#### Data
======

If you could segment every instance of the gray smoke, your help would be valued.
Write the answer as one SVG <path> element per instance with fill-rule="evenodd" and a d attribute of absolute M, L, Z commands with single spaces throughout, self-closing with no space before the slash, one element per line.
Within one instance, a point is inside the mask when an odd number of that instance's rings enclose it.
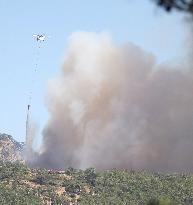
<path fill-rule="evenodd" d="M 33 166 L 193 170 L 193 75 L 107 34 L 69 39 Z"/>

======

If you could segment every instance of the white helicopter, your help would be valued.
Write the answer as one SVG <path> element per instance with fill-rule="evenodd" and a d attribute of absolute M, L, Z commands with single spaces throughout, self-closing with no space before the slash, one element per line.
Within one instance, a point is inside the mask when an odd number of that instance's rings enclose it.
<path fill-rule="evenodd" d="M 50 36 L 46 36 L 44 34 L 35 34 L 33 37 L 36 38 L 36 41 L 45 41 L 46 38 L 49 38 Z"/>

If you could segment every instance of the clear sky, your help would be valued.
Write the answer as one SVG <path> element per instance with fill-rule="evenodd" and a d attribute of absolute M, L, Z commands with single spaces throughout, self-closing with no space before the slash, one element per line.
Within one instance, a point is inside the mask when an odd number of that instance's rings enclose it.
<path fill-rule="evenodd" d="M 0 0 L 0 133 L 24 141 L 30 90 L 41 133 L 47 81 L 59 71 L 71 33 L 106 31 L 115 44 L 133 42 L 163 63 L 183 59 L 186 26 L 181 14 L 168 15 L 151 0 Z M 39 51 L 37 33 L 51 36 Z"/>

======

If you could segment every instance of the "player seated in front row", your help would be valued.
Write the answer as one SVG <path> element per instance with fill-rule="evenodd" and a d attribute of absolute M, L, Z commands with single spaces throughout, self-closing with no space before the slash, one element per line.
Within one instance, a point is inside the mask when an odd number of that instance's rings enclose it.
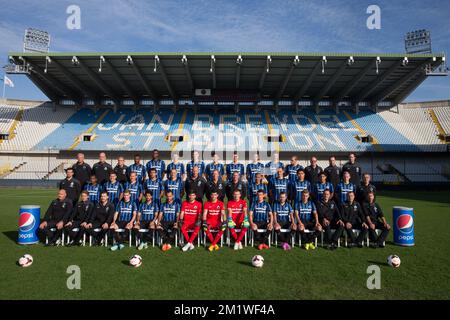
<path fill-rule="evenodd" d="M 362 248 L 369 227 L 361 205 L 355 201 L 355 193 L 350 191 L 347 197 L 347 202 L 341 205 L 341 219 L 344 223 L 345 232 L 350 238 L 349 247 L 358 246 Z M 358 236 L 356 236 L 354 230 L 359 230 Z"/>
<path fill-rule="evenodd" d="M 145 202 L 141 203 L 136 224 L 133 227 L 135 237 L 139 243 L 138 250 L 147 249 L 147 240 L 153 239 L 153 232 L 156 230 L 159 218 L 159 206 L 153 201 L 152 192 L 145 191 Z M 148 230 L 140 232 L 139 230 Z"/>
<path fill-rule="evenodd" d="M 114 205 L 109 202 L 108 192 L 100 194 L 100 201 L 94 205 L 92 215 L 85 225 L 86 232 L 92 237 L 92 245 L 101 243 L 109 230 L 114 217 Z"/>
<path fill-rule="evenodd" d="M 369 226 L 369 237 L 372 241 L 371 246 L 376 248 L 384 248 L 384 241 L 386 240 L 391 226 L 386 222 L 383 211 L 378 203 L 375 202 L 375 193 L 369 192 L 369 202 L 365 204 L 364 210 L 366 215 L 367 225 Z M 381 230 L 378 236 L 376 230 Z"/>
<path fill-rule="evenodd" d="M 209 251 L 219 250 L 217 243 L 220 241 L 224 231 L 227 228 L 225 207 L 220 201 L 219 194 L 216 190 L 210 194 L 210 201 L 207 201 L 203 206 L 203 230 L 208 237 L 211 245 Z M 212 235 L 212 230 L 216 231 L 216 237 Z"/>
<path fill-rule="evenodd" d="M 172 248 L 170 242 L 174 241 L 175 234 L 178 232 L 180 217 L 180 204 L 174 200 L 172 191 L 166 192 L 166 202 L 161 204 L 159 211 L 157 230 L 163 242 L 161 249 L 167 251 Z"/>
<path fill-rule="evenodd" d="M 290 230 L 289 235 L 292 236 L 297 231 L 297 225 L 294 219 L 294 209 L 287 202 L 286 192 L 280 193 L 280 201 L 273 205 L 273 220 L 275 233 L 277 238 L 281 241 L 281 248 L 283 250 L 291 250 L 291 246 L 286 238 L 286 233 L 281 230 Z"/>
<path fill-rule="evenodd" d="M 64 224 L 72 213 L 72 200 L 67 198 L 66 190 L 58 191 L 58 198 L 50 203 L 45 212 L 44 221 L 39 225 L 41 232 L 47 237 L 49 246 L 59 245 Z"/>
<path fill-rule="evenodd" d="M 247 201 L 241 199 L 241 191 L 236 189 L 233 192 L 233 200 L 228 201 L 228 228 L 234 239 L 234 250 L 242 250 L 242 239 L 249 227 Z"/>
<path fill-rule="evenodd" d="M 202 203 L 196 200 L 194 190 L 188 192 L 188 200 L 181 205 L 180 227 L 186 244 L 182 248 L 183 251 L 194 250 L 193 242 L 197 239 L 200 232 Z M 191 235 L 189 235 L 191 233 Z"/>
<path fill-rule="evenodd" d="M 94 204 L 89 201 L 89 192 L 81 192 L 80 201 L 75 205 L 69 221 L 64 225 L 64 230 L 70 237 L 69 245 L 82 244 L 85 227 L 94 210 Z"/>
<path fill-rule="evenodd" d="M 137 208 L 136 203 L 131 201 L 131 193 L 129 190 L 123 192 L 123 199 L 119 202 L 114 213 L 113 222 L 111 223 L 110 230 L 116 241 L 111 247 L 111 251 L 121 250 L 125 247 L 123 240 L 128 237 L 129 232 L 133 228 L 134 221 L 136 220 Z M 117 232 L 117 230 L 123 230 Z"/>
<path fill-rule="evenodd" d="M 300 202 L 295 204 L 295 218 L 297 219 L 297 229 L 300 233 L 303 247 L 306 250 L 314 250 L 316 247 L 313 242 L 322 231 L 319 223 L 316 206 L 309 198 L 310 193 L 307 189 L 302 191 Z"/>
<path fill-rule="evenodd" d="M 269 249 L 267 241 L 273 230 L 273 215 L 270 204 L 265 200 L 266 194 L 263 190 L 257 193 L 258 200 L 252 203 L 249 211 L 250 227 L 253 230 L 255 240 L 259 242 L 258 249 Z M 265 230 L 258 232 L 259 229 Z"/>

======

Pick out every line in the rows above that contains the string "could" and copy each one. Case counts.

If you could segment every instance of the gray smoke, your help would be valued.
If you could segment every instance of the white helicopter, your help would be valued.
If you could segment every instance of the clear sky, your help would be valued.
If you could segment every instance of the "player seated in front row", your help would be valued.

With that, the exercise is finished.